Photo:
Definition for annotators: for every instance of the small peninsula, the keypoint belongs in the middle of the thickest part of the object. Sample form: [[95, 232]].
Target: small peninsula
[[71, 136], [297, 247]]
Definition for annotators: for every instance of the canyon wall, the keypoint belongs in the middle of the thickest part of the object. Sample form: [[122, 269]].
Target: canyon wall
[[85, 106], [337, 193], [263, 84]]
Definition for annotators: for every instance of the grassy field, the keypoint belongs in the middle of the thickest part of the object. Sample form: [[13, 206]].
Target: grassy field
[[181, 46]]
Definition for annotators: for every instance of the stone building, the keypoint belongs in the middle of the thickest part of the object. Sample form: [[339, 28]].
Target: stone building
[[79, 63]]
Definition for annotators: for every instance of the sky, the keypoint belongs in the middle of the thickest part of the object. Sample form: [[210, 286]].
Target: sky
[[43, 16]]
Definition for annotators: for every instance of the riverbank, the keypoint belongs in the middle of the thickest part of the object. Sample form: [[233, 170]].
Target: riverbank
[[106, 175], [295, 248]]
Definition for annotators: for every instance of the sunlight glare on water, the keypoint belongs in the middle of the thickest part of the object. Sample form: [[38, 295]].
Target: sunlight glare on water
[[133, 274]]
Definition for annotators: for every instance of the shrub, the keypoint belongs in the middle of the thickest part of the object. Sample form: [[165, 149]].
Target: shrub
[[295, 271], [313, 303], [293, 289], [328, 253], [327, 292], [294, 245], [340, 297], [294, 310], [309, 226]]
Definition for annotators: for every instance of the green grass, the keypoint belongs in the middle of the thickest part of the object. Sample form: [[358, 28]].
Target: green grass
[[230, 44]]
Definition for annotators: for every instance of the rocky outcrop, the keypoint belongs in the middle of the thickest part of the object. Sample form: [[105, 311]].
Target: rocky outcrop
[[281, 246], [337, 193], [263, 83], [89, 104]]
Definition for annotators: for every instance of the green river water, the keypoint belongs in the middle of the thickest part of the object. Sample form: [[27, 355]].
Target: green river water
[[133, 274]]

### Given exercise
Can you lay out every line of the records above as a JSON list of strings, one string per line, with blank lines left out?

### Result below
[
  "Photo:",
  "Definition for annotators: for every instance of the small peninsula, the keypoint belongs in the middle of the thickest part of the object. Sample form: [[95, 232]].",
  "Target: small peninsula",
  "[[71, 136], [297, 247]]",
  "Definition for annotators: for every instance of the canyon wall, the keypoint belongs in the middle of the thickest part of the object. Sample form: [[122, 269]].",
  "Target: canyon wall",
  "[[85, 106], [337, 193], [263, 84]]",
  "Definition for annotators: for every instance of the grassy field, the keypoint belongs in the middle of the thickest part of the object. Sample form: [[13, 206]].",
  "Target: grassy field",
  "[[181, 46]]",
  "Definition for annotators: for every instance of the stone building, the keypoint belongs in the middle of the thickest part of the object. Sample form: [[339, 28]].",
  "Target: stone building",
  "[[79, 63]]",
  "Definition for annotators: for every instance of the sky, the keypoint belongs in the middle of the thickest part of the object. Sample form: [[210, 286]].",
  "Target: sky",
  "[[43, 16]]",
  "Definition for annotators: for every instance of the riverbank, the keypoint belongs in the middle of the thickest part of the object. Sample form: [[233, 170]].",
  "Target: riverbank",
  "[[106, 175], [295, 248]]",
  "Definition for annotators: for every instance of the sunlight glare on water, the keypoint belongs in the middle of the thickest part of the object. Sample form: [[38, 295]].",
  "Target: sunlight glare on water",
  "[[133, 274]]",
  "Definition for annotators: for every instance of the shrub, the keypoint belongs in the middle of the thickest part of the object. Sample form: [[165, 149]].",
  "Target: shrub",
  "[[295, 271], [313, 303], [293, 289], [328, 253], [327, 292], [294, 245], [340, 297], [294, 310], [309, 226]]",
  "Definition for annotators: for every instance of the green grass, the keypoint belongs in the middle of the thickest part of the object. Sample form: [[358, 28]].",
  "Target: green grass",
  "[[230, 44]]",
  "Definition for annotators: for every instance of the rocky outcrop, the keypoint belongs in the middle of the thickest part of the object. Sample form: [[105, 311]].",
  "Target: rocky outcrop",
  "[[281, 246], [337, 193], [263, 83], [89, 104]]",
  "Definition for annotators: for every instance of the green river water, the keypoint belongs in the middle of the thickest part of the object. Sample form: [[27, 355]].",
  "Target: green river water",
  "[[133, 274]]"
]